%%

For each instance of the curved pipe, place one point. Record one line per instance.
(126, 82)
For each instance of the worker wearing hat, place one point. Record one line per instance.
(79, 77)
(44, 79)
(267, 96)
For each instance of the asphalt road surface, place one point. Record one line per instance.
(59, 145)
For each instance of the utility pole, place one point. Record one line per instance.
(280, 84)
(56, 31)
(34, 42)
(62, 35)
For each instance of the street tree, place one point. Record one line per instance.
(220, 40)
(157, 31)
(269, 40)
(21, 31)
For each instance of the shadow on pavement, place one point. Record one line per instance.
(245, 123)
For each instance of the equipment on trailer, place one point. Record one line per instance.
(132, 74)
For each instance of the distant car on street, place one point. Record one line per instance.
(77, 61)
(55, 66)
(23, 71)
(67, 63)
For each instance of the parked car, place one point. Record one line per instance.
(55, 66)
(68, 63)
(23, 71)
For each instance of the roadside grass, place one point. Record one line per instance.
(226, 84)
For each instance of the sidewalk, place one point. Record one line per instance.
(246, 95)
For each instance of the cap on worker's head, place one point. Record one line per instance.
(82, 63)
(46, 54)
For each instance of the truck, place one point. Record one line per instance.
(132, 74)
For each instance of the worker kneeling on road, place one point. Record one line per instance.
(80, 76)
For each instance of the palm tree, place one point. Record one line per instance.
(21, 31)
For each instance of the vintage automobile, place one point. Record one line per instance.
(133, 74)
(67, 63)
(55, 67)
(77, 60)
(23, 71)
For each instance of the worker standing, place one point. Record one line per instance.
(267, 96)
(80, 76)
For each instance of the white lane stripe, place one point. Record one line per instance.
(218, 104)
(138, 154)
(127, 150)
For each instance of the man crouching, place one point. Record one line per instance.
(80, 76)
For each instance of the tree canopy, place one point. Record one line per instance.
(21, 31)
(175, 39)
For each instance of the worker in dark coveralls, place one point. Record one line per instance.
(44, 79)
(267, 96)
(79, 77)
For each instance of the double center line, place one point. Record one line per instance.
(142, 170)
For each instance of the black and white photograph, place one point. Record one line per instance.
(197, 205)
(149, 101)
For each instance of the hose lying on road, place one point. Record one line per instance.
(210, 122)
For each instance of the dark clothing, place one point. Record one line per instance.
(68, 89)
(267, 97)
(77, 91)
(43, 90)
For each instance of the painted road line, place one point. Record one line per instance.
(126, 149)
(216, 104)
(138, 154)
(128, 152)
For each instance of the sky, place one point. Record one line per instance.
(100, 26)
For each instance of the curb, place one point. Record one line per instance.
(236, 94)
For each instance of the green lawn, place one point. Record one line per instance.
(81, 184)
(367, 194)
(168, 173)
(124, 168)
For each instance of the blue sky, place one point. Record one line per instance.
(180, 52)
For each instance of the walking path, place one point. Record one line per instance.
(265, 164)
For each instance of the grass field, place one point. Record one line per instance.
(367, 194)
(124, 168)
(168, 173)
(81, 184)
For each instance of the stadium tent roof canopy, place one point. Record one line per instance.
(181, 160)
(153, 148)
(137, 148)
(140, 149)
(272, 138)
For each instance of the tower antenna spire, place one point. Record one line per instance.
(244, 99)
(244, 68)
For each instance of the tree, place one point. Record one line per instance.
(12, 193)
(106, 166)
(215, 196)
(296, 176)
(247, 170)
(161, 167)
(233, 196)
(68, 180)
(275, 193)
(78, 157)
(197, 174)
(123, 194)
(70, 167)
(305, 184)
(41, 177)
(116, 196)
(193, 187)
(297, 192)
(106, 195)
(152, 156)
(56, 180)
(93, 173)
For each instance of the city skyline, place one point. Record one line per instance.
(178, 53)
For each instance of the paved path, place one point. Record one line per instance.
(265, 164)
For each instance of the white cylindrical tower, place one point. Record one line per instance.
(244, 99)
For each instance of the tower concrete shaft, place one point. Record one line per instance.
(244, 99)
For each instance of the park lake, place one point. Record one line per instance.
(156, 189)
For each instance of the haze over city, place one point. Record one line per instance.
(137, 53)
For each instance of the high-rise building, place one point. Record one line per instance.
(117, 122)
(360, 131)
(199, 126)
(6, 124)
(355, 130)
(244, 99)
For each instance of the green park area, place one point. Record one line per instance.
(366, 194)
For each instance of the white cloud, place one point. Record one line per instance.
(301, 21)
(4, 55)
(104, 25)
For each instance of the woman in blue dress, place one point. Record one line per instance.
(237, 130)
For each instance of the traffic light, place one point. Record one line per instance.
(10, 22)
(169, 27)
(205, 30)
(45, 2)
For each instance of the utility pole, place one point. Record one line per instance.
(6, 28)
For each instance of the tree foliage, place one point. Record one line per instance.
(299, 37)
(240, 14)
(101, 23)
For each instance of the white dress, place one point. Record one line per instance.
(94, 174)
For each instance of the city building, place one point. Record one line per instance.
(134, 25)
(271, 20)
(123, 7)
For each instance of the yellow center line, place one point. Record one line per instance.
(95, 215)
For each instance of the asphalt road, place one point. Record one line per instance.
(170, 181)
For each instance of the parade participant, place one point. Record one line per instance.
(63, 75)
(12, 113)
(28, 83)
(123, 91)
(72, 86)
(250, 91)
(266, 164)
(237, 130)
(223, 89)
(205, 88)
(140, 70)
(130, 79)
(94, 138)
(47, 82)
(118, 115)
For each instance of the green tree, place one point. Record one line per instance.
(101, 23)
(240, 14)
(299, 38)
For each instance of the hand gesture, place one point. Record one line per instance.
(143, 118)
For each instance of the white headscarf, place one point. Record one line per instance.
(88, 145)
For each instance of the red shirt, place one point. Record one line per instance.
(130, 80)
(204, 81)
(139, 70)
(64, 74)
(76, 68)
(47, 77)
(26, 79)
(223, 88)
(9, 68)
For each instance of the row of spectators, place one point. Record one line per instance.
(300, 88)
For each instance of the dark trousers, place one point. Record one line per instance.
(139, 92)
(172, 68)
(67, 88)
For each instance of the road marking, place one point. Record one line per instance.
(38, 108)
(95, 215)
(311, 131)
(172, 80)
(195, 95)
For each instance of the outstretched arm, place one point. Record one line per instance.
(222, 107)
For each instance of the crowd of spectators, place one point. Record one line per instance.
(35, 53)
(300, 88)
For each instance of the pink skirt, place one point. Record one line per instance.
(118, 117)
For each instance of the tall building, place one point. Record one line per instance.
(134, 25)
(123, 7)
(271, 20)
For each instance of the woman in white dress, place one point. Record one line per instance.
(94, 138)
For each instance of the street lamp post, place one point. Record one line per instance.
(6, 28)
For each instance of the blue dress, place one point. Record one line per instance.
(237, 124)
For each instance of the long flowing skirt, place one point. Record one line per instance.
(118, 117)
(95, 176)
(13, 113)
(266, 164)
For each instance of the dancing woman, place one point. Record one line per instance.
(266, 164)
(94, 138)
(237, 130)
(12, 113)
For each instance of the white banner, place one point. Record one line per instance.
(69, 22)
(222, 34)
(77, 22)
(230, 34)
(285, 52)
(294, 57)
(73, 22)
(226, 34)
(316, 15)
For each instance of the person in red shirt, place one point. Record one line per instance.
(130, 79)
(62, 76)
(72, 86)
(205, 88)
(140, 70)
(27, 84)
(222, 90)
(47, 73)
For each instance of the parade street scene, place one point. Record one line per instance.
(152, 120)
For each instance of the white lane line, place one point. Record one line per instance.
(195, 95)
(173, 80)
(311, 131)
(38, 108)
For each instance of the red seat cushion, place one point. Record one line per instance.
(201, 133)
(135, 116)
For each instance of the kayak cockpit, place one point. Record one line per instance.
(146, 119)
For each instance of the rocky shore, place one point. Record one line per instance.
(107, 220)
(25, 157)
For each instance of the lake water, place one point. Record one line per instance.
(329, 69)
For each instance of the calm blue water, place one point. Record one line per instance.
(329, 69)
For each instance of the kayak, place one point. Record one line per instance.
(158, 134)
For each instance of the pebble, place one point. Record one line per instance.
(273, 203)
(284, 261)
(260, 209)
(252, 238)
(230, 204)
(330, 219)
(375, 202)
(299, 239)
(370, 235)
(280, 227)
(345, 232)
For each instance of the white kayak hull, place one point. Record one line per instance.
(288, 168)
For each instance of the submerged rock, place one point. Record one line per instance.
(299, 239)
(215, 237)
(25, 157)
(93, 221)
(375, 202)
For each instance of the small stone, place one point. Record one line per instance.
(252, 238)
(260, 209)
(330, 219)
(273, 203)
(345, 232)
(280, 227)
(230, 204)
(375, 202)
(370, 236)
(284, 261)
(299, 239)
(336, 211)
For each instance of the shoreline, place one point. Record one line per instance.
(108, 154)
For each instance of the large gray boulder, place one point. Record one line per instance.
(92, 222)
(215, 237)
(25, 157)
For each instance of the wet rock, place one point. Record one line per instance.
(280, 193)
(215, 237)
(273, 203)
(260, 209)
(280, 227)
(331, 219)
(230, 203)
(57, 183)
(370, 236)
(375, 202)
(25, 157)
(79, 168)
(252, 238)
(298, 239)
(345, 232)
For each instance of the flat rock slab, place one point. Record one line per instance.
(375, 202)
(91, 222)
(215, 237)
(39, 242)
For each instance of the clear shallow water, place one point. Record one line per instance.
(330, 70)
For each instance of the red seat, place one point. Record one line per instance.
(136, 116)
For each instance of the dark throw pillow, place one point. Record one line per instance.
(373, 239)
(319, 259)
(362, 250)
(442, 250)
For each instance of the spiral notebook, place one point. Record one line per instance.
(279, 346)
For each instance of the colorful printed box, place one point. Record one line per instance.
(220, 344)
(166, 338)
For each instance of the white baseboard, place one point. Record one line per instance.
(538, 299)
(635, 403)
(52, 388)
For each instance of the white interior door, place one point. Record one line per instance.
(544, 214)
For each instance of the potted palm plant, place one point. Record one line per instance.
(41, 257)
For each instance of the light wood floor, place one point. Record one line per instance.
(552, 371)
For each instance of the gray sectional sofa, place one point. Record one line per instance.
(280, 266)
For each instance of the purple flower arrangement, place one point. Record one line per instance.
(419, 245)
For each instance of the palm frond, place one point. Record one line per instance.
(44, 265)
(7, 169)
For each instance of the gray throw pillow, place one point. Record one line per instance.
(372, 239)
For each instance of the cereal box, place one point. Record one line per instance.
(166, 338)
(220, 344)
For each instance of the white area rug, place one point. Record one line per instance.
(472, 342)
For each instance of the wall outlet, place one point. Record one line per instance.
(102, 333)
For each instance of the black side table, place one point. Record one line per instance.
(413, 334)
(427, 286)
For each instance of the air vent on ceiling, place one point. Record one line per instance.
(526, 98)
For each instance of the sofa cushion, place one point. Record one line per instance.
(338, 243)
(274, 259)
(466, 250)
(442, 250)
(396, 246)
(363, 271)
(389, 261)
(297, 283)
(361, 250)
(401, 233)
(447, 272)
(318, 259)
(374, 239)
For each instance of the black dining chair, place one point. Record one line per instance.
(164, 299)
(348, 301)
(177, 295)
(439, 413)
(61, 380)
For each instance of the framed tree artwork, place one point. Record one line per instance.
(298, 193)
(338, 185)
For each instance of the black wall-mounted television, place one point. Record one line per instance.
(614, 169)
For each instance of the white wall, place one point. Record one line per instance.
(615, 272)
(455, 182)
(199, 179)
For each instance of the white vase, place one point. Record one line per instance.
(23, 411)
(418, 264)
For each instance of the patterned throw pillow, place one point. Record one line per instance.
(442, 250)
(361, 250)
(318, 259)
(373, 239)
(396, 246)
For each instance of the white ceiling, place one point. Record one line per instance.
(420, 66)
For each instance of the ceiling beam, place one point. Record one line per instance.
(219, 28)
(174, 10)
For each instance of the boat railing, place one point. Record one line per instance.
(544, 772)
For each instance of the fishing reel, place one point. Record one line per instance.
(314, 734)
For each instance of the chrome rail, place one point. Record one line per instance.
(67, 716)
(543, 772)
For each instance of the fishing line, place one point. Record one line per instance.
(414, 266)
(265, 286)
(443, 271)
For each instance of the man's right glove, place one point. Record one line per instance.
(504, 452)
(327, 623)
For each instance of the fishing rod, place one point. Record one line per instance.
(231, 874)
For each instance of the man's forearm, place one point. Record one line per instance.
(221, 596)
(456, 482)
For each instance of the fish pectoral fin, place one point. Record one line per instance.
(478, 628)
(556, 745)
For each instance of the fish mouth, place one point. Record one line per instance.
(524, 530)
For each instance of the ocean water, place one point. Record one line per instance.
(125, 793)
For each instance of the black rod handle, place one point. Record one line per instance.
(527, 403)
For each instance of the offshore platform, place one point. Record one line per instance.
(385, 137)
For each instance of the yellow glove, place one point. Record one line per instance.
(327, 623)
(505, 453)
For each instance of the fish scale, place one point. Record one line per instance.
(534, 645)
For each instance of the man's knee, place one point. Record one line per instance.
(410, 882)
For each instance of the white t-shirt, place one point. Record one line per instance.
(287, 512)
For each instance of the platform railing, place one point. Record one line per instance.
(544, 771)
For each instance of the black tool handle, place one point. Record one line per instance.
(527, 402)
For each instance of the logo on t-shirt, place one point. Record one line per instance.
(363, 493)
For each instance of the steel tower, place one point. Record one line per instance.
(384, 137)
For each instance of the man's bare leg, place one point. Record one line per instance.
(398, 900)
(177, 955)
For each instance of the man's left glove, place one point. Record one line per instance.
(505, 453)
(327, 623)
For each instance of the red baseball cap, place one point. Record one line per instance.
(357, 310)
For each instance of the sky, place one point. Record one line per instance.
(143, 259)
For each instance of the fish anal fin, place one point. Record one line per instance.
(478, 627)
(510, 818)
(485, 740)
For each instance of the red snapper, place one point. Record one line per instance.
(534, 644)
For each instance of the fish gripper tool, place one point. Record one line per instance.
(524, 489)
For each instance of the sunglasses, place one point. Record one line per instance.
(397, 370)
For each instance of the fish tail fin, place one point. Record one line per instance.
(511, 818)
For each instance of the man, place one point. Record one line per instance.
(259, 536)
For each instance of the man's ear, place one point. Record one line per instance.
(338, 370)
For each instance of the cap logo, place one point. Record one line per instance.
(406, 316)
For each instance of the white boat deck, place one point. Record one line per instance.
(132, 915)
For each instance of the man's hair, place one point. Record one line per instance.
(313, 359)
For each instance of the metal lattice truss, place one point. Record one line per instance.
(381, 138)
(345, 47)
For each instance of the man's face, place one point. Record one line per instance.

%%

# Goal of the exercise
Locate "For each instance of the man's ear, place" in the material, then quote the line that contains it and all lines after it through the final one.

# Answer
For each instance of the man's ear, place one point. Record one line per instance.
(338, 370)
For each instance of the cap logo, place one point. Record one line per instance.
(406, 316)
For each instance of the white boat deck, place one point. Record one line per instance.
(132, 915)
For each instance of the man's hair, place one point. Record one line per instance.
(313, 359)
For each instance of the metal lattice truss, place one point. Record one line per instance.
(381, 138)
(345, 47)
For each instance of the man's face, place one point. Record one line per instance.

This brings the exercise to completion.